▶ _Work to be completed_: Transcribe the lines that begin at the one containing "Can you locate the metal" and continue to the end of the records, keeping every character the same.

Coordinate annotation entries
[Start]

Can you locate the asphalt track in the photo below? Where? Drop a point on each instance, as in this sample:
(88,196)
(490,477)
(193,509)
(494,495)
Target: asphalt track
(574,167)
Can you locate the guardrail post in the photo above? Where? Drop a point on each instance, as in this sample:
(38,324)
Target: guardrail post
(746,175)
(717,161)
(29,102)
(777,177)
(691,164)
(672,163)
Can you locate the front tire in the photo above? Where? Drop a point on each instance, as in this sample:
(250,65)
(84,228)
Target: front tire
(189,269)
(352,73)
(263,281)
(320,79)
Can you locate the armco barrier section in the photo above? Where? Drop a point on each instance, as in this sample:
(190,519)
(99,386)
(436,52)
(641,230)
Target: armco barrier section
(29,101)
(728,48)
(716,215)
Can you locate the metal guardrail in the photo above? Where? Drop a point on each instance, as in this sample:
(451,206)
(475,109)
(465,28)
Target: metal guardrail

[End]

▶ _The output_:
Can you locate the metal guardrail in the photo above? Where? Drop a point on each instance, as in this sample:
(451,206)
(475,109)
(465,28)
Target: metal guardrail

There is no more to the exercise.